[Natural-language object grounding data]
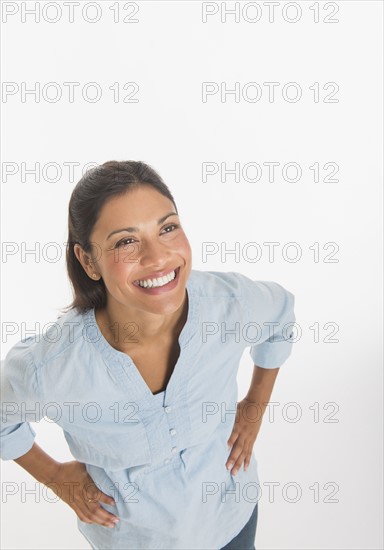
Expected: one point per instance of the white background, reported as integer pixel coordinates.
(169, 53)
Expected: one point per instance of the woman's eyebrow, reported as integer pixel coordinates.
(136, 229)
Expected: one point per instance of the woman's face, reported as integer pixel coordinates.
(133, 241)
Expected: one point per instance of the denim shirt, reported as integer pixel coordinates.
(160, 456)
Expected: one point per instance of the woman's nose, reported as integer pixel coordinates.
(153, 254)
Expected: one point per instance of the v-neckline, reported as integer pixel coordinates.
(111, 354)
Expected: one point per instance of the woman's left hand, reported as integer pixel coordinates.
(244, 433)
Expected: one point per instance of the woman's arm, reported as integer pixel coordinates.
(261, 387)
(39, 464)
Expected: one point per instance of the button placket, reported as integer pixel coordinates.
(172, 432)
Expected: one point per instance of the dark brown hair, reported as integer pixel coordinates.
(111, 179)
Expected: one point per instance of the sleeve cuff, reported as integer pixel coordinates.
(271, 355)
(18, 442)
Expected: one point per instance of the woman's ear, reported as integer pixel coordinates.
(86, 262)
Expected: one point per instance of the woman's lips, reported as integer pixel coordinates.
(158, 289)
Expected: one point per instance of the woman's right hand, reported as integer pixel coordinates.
(75, 486)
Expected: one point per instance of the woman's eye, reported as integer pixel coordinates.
(175, 225)
(124, 242)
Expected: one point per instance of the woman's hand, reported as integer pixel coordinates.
(244, 433)
(75, 486)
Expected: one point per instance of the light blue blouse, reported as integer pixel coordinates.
(161, 456)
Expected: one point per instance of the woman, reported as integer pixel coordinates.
(140, 373)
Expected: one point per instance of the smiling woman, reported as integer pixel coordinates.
(159, 463)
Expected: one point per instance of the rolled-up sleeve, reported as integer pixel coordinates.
(20, 402)
(275, 312)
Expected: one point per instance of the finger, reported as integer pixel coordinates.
(232, 440)
(107, 499)
(238, 463)
(247, 461)
(235, 453)
(98, 514)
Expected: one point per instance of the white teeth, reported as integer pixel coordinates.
(161, 281)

▶ Problem to solve: Each entry should be repeated exactly as it appears; the pictures stay out.

▶ Final answer:
Expected: one point per instance of the white background, reported as integer pixel coordinates.
(169, 53)
Expected: one point per instance of the woman's eyebrow, reported as integer pixel coordinates.
(136, 229)
Expected: one point per instance of the woman's face, reported as integer pixel coordinates.
(133, 241)
Expected: one point per instance of the denim shirt, reported as integer pixel coordinates.
(160, 456)
Expected: one point per instance of the woman's nose, reported as integer pixel coordinates.
(153, 254)
Expected: one point per instance of the v-neckline, reported as integer pixel coordinates.
(111, 354)
Expected: one point per instance of the woman's left hand, reported as integer pixel coordinates.
(244, 433)
Expected: one point per instance of the woman's arm, reported as integer pixel coordinates.
(261, 387)
(39, 464)
Expected: one point per instance of the button placket, reported as integer pixel coordinates.
(172, 432)
Expected: one point per instance of the dark brown hair, reported as integer pixel coordinates.
(111, 179)
Expected: one point per instance of the sleeve cuff, reported as integer pixel coordinates.
(271, 355)
(18, 442)
Expected: one point per instance of the woman's ear, reported as integer pixel coordinates.
(86, 262)
Expected: one point per instance of the woman's lips, reported as integer pixel coordinates.
(158, 289)
Expected: one point per instance of the woman's right hand, reported as integer pixel coordinates.
(75, 486)
Expected: one point per instance of the woman's eye, reported as integer pixel coordinates.
(175, 225)
(124, 242)
Expected: one point per instance of the woman's hand, reported as integer pixel coordinates.
(244, 433)
(75, 486)
Expected: one point per instance of the light blue blouse, reported as integer pixel coordinates.
(161, 456)
Expected: one point per instance of the woman, reported as integer pixel coordinates.
(140, 373)
Expected: one point per instance of the smiling woman, reported as integer pixel coordinates.
(159, 463)
Expected: one point per instance of the rolled-up sleeve, reported as integer pixel coordinates.
(20, 402)
(275, 312)
Expected: one point per instance of the finger, reported as integer pixel coordinates.
(232, 440)
(107, 499)
(238, 463)
(247, 461)
(235, 453)
(98, 514)
Expected: one point per instance of the white teeth, reported as integer pixel coordinates.
(161, 281)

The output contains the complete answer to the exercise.